• [What the exercise asks] In every entry below, replace "campanula flower" with "bellflower" and reproduce the lines with no other change. Omit the pictures from your answer.

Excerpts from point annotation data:
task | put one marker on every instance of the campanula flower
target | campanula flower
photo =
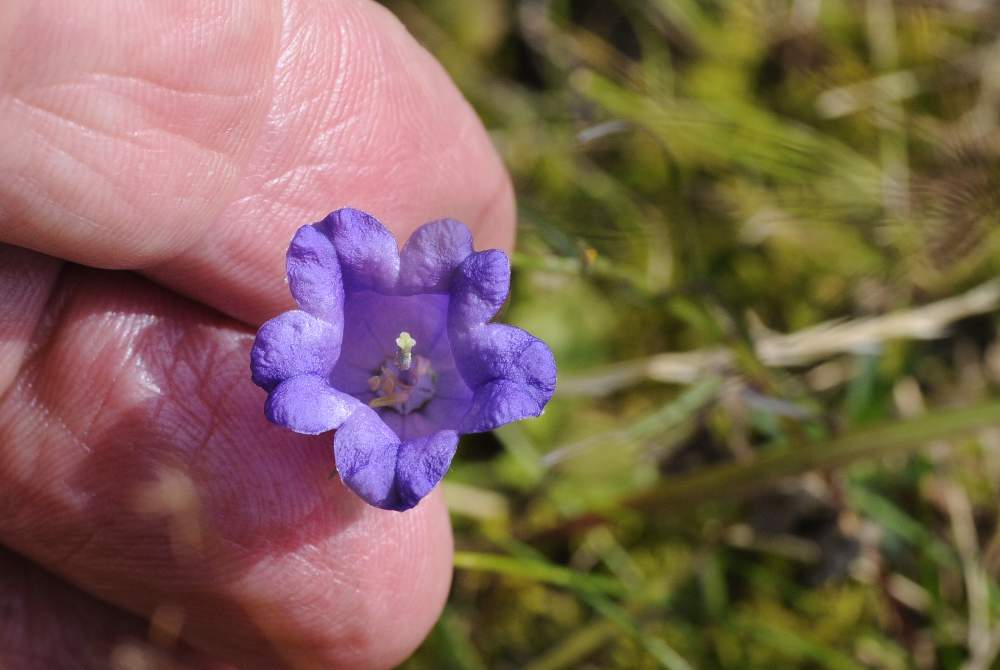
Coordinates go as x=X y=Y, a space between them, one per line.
x=395 y=351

• [Worked answer]
task | put one marker on every instance of the bellflower
target | bellflower
photo =
Coordinates go as x=X y=Y, a space between them, one per line.
x=395 y=351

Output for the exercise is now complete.